• **DATASET RECORDS**:

start

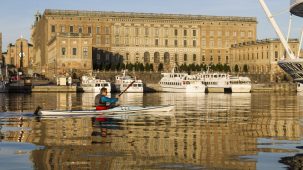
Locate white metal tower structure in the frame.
[259,0,303,83]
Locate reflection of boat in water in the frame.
[259,0,303,83]
[229,77,251,93]
[81,76,111,93]
[159,69,205,93]
[38,105,174,116]
[115,70,143,93]
[297,83,303,92]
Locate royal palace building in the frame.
[5,37,34,70]
[230,39,300,80]
[32,9,257,73]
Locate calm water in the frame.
[0,93,303,169]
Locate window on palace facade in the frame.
[135,28,139,36]
[209,31,215,37]
[183,40,187,47]
[73,48,77,55]
[248,31,252,38]
[115,37,119,46]
[105,37,110,44]
[69,26,74,33]
[145,27,149,36]
[115,26,119,35]
[135,37,139,46]
[83,47,88,57]
[165,39,168,47]
[61,47,66,56]
[61,26,65,32]
[96,27,100,34]
[155,39,159,46]
[218,38,222,48]
[125,37,129,46]
[275,51,279,61]
[218,31,222,37]
[105,26,109,34]
[164,28,168,37]
[193,30,197,37]
[201,31,206,37]
[52,25,56,32]
[183,54,187,61]
[155,28,159,36]
[201,38,206,48]
[209,38,215,48]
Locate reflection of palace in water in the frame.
[4,94,302,169]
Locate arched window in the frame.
[164,52,170,64]
[154,52,160,63]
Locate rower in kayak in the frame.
[95,87,120,110]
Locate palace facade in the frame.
[5,37,34,69]
[230,39,300,80]
[32,9,257,74]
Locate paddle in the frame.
[34,106,42,116]
[118,80,136,97]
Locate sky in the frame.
[0,0,303,51]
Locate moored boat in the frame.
[81,76,111,93]
[196,71,231,93]
[229,77,251,93]
[159,69,205,93]
[115,70,144,93]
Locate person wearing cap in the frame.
[95,87,118,110]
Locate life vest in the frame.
[96,106,110,110]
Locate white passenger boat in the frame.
[81,76,111,93]
[115,70,143,93]
[0,80,8,93]
[159,69,205,93]
[196,71,231,93]
[34,105,174,116]
[229,77,251,93]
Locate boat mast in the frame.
[259,0,296,59]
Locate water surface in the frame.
[0,93,303,169]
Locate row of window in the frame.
[61,47,88,57]
[51,25,110,34]
[51,25,253,38]
[114,37,247,48]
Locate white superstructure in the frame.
[0,80,8,93]
[115,70,143,93]
[196,71,231,93]
[259,0,303,83]
[159,70,205,93]
[229,77,251,93]
[81,76,111,93]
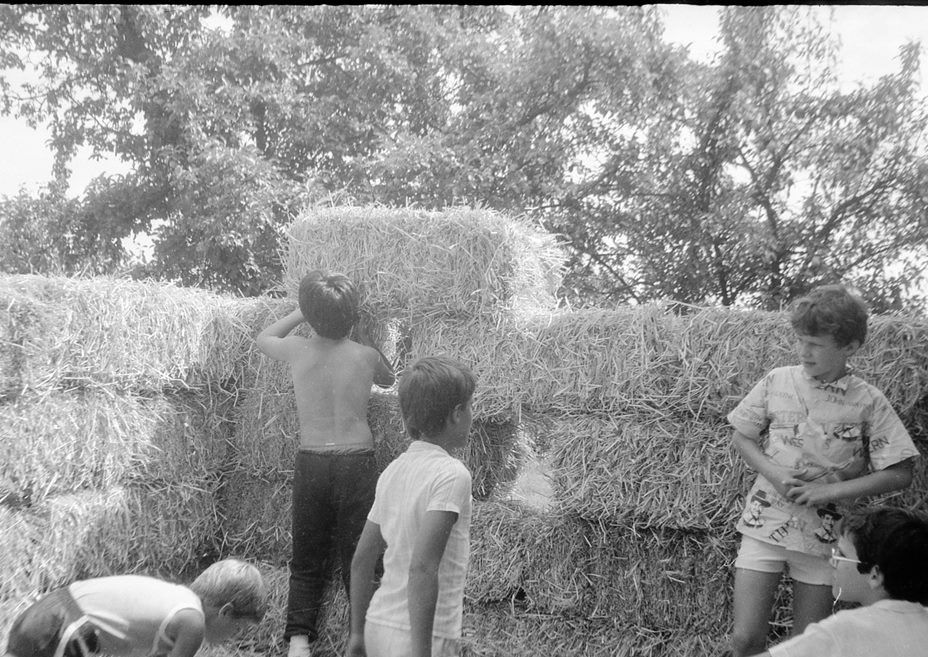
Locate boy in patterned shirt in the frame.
[728,285,918,657]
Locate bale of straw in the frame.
[0,387,230,504]
[0,275,248,394]
[0,484,218,596]
[217,464,293,566]
[670,308,796,418]
[462,604,725,657]
[531,413,753,530]
[282,206,564,317]
[586,525,738,634]
[851,315,928,440]
[401,317,527,422]
[520,305,680,414]
[465,500,592,614]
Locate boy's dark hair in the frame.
[299,270,360,340]
[190,559,268,623]
[790,285,867,347]
[841,507,928,605]
[399,356,477,440]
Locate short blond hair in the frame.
[190,559,267,623]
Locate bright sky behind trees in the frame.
[0,4,928,196]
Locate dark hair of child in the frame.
[299,271,360,340]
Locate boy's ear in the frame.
[867,566,883,589]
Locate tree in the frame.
[554,7,928,309]
[0,5,928,308]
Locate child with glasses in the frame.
[762,507,928,657]
[728,285,918,657]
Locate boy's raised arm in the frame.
[408,511,458,657]
[255,308,303,360]
[169,609,205,657]
[354,323,396,388]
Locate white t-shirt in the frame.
[68,575,203,657]
[366,440,472,639]
[770,600,928,657]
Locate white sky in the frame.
[0,4,928,195]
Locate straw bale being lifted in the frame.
[218,420,521,563]
[670,308,796,418]
[528,414,747,530]
[0,275,246,397]
[850,315,928,442]
[0,387,230,505]
[512,305,680,414]
[588,526,738,634]
[462,604,725,657]
[283,206,564,319]
[0,483,218,597]
[464,500,592,613]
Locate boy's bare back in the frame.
[256,302,395,450]
[290,336,381,450]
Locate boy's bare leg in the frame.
[731,568,782,657]
[792,581,834,636]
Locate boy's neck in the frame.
[418,434,460,454]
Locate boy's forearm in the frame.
[258,308,304,338]
[255,308,304,355]
[828,462,912,502]
[409,568,438,657]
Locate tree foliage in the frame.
[0,5,928,308]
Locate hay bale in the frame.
[0,388,229,504]
[670,308,796,419]
[532,414,749,530]
[0,275,248,396]
[462,604,724,657]
[282,206,564,318]
[520,305,680,414]
[0,484,218,597]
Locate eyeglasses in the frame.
[828,547,861,568]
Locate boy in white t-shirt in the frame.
[763,507,928,657]
[348,356,475,657]
[4,559,267,657]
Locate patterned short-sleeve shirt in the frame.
[728,365,918,556]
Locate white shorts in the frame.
[364,621,461,657]
[735,536,834,586]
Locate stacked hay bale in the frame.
[0,276,246,621]
[470,306,928,654]
[220,207,562,645]
[0,208,928,657]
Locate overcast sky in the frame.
[0,5,928,195]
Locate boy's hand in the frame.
[786,479,835,506]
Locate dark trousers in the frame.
[284,450,377,641]
[6,588,97,657]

end

• **PROBLEM TO SOLVE**: Change every "in the frame" in the rows above to "in the image" and give all the rows again with nothing else altered. Leave the pictures out of the answer.

• **RESPONSE TO THIS EXERCISE**:
Locate white metal tower structure in the image.
[259,0,303,83]
Locate reflection of boat in water in the image.
[259,0,303,83]
[229,77,251,93]
[81,76,111,93]
[159,69,205,93]
[38,105,174,116]
[115,70,143,93]
[297,83,303,92]
Locate royal palace building in the image.
[5,37,34,70]
[230,39,300,80]
[32,9,257,73]
Locate calm water in the image.
[0,93,303,169]
Locate window on palace facade in the image.
[135,28,139,36]
[209,31,215,37]
[183,40,187,47]
[73,48,77,55]
[248,31,252,38]
[115,37,119,46]
[105,37,110,44]
[69,26,74,33]
[145,27,149,36]
[115,26,119,35]
[135,37,139,46]
[83,47,88,57]
[165,39,168,47]
[61,47,66,56]
[61,26,65,32]
[96,27,100,34]
[155,39,159,46]
[218,38,222,48]
[125,37,129,46]
[275,51,279,61]
[218,31,222,37]
[105,26,109,34]
[164,28,168,37]
[193,30,197,37]
[201,31,206,37]
[52,25,56,32]
[183,54,187,61]
[155,28,159,36]
[201,38,206,48]
[209,38,215,48]
Locate reflection of palace in water in the image.
[4,94,302,169]
Locate arched window in the image.
[164,52,170,64]
[154,52,160,63]
Locate rower in kayak in the image.
[95,87,120,110]
Locate palace facade in the image.
[5,37,34,69]
[230,39,300,80]
[32,9,257,74]
Locate paddle in the image.
[34,106,42,116]
[118,80,136,97]
Locate sky in the image.
[0,0,303,51]
Locate moored boat in the image.
[81,76,111,93]
[196,71,231,93]
[229,77,251,93]
[159,69,205,93]
[115,70,144,93]
Locate person wearing cap in the image.
[95,87,118,110]
Locate life vest in the image.
[96,106,110,110]
Locate white passenger boat in the image.
[81,76,111,93]
[115,70,143,93]
[0,80,8,93]
[159,69,205,93]
[196,71,231,93]
[34,105,174,116]
[229,77,251,93]
Locate boat mast in the image.
[259,0,296,59]
Locate water surface in the image.
[0,93,303,169]
Locate row of window in the image.
[61,47,88,57]
[51,25,110,34]
[51,25,253,38]
[114,37,247,48]
Locate white superstructure in the image.
[0,80,8,93]
[115,70,143,93]
[196,71,231,93]
[259,0,303,83]
[159,70,205,93]
[229,77,251,93]
[81,76,111,93]
Locate boy in patterned shirt in the image.
[728,285,918,657]
Locate bale of straw in the image.
[0,387,230,504]
[0,275,248,394]
[0,484,218,596]
[217,464,293,566]
[670,308,796,418]
[462,604,725,657]
[531,413,753,530]
[282,206,564,317]
[586,525,738,634]
[851,315,928,440]
[401,317,527,422]
[520,305,680,414]
[465,500,592,614]
Locate boy's dark hair in the image.
[299,270,360,340]
[190,559,268,623]
[790,285,867,347]
[841,507,928,605]
[399,356,477,440]
Locate short blond hair in the image.
[190,559,267,623]
Locate bright sky behind trees in the image.
[0,4,928,196]
Locate dark hair of child in the image.
[299,271,360,340]
Locate boy's ear in the image.
[867,566,883,589]
Locate tree in the image.
[554,7,928,309]
[0,5,928,308]
Locate child with glasses in the image.
[762,507,928,657]
[728,285,918,657]
Locate boy's raised arm in the image.
[408,511,458,657]
[255,308,303,360]
[169,609,205,657]
[354,323,396,388]
Locate white t-shirt in the image.
[68,575,203,657]
[366,440,472,639]
[770,600,928,657]
Locate white sky in the image.
[0,4,928,195]
Locate straw bale being lifted in the image.
[218,420,521,563]
[670,308,796,418]
[528,414,747,530]
[0,275,246,397]
[850,315,928,442]
[0,387,230,505]
[512,305,680,414]
[588,526,738,634]
[462,604,725,657]
[283,206,564,319]
[0,483,218,597]
[464,500,592,613]
Locate boy's bare back in the image.
[256,302,395,450]
[290,336,381,450]
Locate boy's bare leg in the image.
[731,568,782,657]
[792,581,834,636]
Locate boy's neck in the image.
[418,434,460,454]
Locate boy's forearm in the image.
[258,308,304,338]
[255,308,304,355]
[828,462,912,502]
[409,568,438,657]
Locate tree foliage in the image.
[0,5,928,308]
Locate hay bale in the image.
[0,388,229,504]
[670,308,796,419]
[532,414,749,530]
[0,275,248,396]
[462,604,724,657]
[282,206,564,318]
[520,305,680,414]
[0,484,218,597]
Locate eyeglasses in the image.
[828,547,861,568]
Locate boy in white t-shirt in the image.
[763,507,928,657]
[348,356,475,657]
[4,559,267,657]
Locate patterned short-sleeve shirt in the image.
[728,365,918,556]
Locate white shorts in the image.
[364,621,461,657]
[735,536,834,586]
Locate stacked hay bale in the image.
[0,276,246,621]
[470,306,928,654]
[220,207,562,645]
[0,208,928,657]
Locate overcast sky in the image.
[0,5,928,195]
Locate boy's hand in the image.
[786,479,835,506]
Locate dark trousers in the image.
[284,450,377,641]
[6,588,97,657]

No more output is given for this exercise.